Moreover, the value measured for F_th^LSFL continuously decreases from its initial value of 5.12 J/cm² at T_RT to 3.84 J/cm² at T_S = 1200 °C (Figure 5c). As expected, the prior heating of the substrate by the CO₂ laser leads to larger diameters of the LIPSS pattern for a given laser fluence, F, and, therefore, the transition from HSFL to LSFL starts at lower laser peak fluences when compared to T_RT.

3.2.2. Temperature-Dependency of the LIPSS Spatial Period

For a given laser peak fluence, F, Figure 3 indicates a remarkable increase of Λ_LSFL with increasing T_S. This dependency was quantified by 2D-FT. The resulting Figure 6 shows that at low surface temperatures, Λ_LSFL is equal to the spatial periods of the structures generated at T_RT (Λ_LSFL = 830–860 nm). Moreover, the results confirm that the increase of T_S leads to increasing spatial periods. At the maximum investigated temperature of T_S = 1200 °C, Λ_LSFL reaches a value of (1170 ± 90) nm for F = 9.28 J/cm². Note that for T_S ≈ 800 °C, Λ_LSFL is equal to the wavelength, λ = 1025 nm, of the fs-laser beam. For T_S > 800 °C, the observed laser-induced structures correspond to “supra-wavelength” LIPSS. Here, the spatial period exceeds λ at the maximum by a factor of about 1.14 at T_S = 1200 °C, i.e., Λ_LSFL is increased by about 36% when compared to T_RT. From the experimental results illustrated in Figure 6, a dΛ/dT slope can be calculated, which was found to be 0.24 nm·K⁻¹ for the used processing conditions. It must be noted that the width of the distribution of the corresponding 2D-FT operation (indicated by the vertical bars) is only slightly increased when compared to the spatial periods measured at T_RT.

In addition to the determined increase of Λ_LSFL with T_S, Figure 3 reveals that HSFL are mainly formed at T_RT both at laser peak fluences below the formation threshold, F_th^LSFL (Figure 3a), and at higher fluences in the vicinity of the LSFL (Figure 3e,i). In contrast, HSFL cannot be observed in the micrographs at elevated temperatures (e.g., T_S = 1200 °C in Figure 3d). This might be related to the specific mechanism of their formation. It can be found in the literature that the formation of HSFL is associated with a very rapid energy deposition into the material, and thus with a strongly localized energy [20]. In contrast to LIPSS formation at T_RT, this energy localization might be washed out in a heated substrate, which means that HSFL are no longer visible. Considering the viscosity, it can also be argued that the surface softens during CO₂ laser heating and, therefore, thermal diffusion may lead to a smoothing of the very small HSFL. Moreover, Figure 3 shows, in accordance with the literature, the generation of well-ordered LSFL with an orientation parallel to polarization at lower temperatures [10,11]. At elevated temperatures (e.g., T_S > 650 °C in Figure 3k,l), however, the LSFL are no longer parallel to the beam polarization. Instead, they exhibit a concentric alignment according to the boundary conditions given by the solid border of the ablation crater. This might be correlated with temperature-induced melt formation and hydrodynamic surface waves. To analyze possible mechanisms, we performed the following estimations using both electromagnetic and hydrodynamic models.

STATED TASK 1 :: Using the LIPSS passage, decide whether each statement agrees with it, and back each yes or no with the deciding words quoted from the passage. (a) At T_S = 1200 °C, Λ_LSFL reaches (1170 ± 90) nm for F = 9.28 J/cm². (b) HSFL remain visible in the micrographs at T_S = 1200 °C. (c) The calculated dΛ/dT slope is 0.36 nm·K⁻¹.
The LIPSS passage and the records have nothing to do with each other.

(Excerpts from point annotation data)
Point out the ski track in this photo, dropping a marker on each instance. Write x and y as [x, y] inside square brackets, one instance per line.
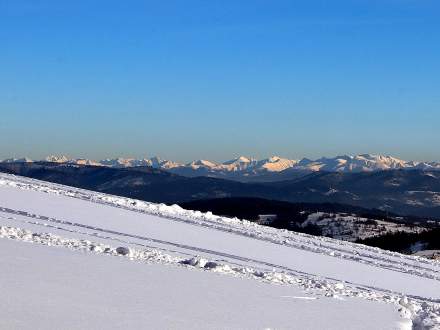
[424, 312]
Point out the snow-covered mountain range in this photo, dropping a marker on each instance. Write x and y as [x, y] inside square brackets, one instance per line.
[250, 166]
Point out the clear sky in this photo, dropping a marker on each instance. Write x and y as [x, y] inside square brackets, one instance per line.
[215, 79]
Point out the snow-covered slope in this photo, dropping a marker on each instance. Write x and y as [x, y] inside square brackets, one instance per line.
[130, 263]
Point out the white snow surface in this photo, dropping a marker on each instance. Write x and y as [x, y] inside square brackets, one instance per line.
[132, 264]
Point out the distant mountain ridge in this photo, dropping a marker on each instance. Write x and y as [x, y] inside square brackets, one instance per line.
[404, 192]
[246, 169]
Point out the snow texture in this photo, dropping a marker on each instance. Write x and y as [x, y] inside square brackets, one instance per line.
[322, 268]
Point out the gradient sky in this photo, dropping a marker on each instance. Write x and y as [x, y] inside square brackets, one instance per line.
[215, 79]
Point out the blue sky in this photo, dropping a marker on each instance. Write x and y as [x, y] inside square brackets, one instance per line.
[216, 79]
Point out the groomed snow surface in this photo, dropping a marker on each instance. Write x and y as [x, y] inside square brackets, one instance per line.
[78, 259]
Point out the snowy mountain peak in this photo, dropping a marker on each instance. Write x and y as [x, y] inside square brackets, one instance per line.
[245, 166]
[57, 159]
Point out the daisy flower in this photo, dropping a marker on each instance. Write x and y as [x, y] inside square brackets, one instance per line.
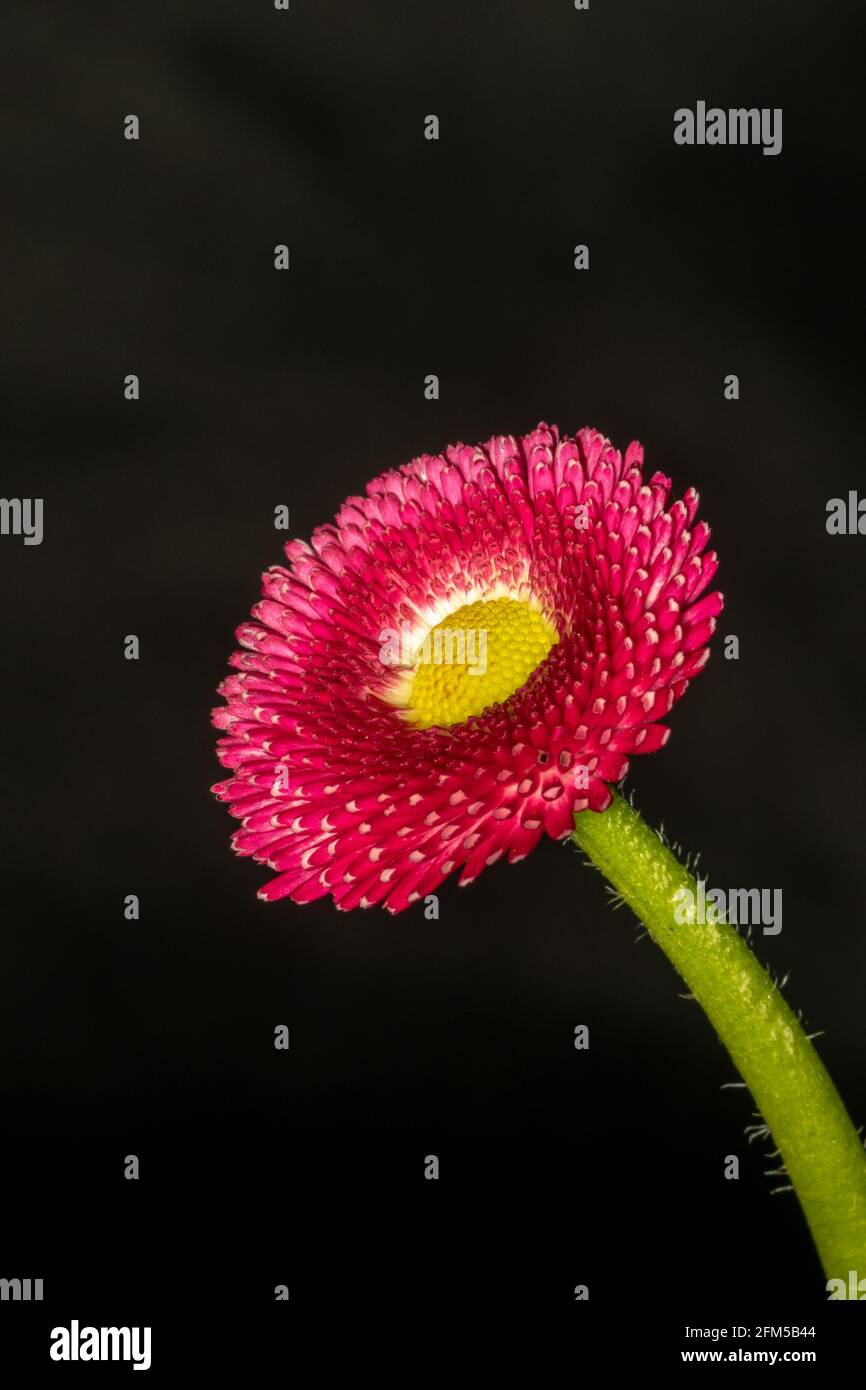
[466, 658]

STATED TASK 2 :: Render the records from the line that contains "Point out the snowy" through the end of the records as a two-column CSV with the columns instruction and points. Make one row per request, put each value in a single quoted field with line breaks turned into spaces, and omit the pictures.

FULL RESPONSE 1 ::
(a) Yes: "At the maximum investigated temperature of T_S = 1200 °C, Λ_LSFL reaches a value of (1170 ± 90) nm for F = 9.28 J/cm²."
(b) No: "HSFL cannot be observed in the micrographs at elevated temperatures (e.g., T_S = 1200 °C in Figure 3d)."
(c) No: "which was found to be 0.24 nm·K⁻¹ for the used processing conditions."

FULL RESPONSE 2 ::
instruction,points
"Point out the snowy mountain peak in this photo, dropping a marker on each instance. Write x and y as [x, y] inside square brackets, one instance per line.","[245, 166] [57, 159]"
"Point out the daisy flower in this photo, dropping a marker on each instance. Write x and y as [x, y] inside square brackets, one instance per line.","[466, 658]"